ACTIVITY - Each line from the beginning of the entries below through the line that includes "Reviewer note: make sure every instance of the green leaf" must be returned exactly as given.

Records from a data source
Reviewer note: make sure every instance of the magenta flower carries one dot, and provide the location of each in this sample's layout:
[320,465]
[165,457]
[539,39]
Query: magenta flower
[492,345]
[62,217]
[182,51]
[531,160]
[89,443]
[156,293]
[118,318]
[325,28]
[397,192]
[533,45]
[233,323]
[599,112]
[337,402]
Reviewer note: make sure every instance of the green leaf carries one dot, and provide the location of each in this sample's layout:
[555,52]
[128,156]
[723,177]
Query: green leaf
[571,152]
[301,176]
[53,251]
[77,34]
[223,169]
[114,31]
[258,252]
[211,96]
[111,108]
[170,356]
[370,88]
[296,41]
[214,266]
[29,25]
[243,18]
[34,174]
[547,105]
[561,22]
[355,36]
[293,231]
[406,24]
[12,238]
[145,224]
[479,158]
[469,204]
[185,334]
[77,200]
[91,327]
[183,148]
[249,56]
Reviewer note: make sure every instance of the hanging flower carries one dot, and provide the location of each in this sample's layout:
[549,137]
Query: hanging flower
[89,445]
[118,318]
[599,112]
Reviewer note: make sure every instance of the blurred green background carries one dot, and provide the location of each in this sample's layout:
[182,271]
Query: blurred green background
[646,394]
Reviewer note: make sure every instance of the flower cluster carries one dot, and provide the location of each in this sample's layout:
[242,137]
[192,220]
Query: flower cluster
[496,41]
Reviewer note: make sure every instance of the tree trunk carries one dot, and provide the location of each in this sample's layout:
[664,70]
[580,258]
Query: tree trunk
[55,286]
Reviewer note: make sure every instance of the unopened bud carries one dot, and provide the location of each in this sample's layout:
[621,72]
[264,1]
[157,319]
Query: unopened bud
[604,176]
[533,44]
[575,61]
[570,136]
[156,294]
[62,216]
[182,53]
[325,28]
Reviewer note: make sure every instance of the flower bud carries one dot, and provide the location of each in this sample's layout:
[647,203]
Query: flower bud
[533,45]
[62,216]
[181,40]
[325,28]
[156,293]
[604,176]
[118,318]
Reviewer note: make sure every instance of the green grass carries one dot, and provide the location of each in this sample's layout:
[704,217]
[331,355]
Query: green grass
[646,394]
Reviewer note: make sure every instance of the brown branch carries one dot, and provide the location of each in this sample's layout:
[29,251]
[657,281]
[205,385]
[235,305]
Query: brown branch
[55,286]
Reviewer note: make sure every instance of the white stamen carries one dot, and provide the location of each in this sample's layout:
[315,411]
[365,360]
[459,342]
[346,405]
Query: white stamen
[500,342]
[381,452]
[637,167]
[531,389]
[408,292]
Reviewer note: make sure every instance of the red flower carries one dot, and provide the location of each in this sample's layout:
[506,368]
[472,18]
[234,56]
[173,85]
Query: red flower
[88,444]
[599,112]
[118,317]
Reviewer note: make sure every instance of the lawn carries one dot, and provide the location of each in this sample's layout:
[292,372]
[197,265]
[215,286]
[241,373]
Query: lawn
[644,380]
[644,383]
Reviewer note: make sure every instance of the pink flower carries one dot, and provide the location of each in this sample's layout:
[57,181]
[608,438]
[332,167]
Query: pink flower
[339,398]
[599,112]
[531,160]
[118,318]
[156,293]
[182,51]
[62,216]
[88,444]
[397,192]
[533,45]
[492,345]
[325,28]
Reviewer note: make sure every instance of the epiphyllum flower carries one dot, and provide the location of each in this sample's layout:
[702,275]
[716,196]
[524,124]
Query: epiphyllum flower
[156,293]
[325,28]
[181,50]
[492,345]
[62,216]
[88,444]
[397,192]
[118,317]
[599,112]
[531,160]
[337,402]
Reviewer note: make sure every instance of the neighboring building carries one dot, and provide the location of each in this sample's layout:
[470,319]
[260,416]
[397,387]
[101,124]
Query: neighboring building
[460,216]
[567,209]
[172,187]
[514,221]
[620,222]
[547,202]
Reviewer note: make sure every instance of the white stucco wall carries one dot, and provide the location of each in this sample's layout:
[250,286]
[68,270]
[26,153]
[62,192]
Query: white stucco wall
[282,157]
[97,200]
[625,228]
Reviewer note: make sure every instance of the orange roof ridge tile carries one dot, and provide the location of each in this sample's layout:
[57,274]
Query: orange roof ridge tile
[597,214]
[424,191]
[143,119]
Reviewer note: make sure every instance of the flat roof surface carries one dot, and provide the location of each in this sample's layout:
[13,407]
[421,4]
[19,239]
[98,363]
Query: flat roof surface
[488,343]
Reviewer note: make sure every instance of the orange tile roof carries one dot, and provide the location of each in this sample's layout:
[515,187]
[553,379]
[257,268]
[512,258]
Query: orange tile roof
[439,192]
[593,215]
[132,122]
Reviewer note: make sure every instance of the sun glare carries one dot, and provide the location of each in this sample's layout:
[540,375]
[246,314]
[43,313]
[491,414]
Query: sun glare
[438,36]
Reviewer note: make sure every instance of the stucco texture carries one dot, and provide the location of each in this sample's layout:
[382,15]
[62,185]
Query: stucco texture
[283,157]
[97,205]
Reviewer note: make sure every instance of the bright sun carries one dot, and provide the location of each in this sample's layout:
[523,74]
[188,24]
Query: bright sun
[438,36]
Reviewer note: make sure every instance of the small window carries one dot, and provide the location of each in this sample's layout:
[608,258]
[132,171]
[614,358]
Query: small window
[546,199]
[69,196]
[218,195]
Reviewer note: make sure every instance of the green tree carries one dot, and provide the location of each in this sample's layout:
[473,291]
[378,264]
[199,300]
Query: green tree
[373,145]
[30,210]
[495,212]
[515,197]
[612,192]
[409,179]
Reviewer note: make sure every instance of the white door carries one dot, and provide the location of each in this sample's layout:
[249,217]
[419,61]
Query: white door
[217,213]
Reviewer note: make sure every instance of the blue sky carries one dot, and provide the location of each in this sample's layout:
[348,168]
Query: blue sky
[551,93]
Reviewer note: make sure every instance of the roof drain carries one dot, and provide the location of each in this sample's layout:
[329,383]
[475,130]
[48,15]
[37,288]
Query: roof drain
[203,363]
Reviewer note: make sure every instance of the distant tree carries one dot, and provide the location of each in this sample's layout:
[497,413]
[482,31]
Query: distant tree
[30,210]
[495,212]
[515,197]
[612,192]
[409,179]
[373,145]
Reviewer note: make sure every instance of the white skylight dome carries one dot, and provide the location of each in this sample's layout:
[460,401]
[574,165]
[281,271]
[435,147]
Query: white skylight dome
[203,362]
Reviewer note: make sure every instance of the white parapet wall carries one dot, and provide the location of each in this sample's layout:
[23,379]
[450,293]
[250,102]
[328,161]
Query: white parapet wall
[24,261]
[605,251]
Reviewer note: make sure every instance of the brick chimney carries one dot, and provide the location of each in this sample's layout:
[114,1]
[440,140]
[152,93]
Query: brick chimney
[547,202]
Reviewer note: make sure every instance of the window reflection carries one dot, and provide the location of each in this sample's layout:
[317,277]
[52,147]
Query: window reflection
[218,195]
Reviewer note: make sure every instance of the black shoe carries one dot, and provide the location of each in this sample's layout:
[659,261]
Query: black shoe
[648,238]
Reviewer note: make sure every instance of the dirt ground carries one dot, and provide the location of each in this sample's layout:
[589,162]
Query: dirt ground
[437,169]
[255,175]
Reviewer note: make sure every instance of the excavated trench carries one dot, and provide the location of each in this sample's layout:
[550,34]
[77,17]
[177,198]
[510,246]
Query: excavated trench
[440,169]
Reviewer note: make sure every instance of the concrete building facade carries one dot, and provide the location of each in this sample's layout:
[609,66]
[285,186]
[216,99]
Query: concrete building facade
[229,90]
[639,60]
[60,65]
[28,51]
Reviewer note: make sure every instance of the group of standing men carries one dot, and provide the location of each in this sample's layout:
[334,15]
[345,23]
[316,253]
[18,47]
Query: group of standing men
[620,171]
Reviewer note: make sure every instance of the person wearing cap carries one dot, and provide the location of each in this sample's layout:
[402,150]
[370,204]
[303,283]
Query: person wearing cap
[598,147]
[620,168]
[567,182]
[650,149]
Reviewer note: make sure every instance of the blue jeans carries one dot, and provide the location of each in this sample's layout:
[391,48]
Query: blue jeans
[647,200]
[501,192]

ANSWER TO THIS TASK -
Reviewer note: make sure every instance of the magenta flower carries one dot, and provide the location of each in this sample's layout:
[320,465]
[165,457]
[539,39]
Query: magenta flower
[492,345]
[62,217]
[182,51]
[531,160]
[89,443]
[156,293]
[118,318]
[325,28]
[397,192]
[533,45]
[233,323]
[599,112]
[337,402]
Reviewer note: make sure every instance of the green leaf carries one dot, and provide the location of each in this sample's layout:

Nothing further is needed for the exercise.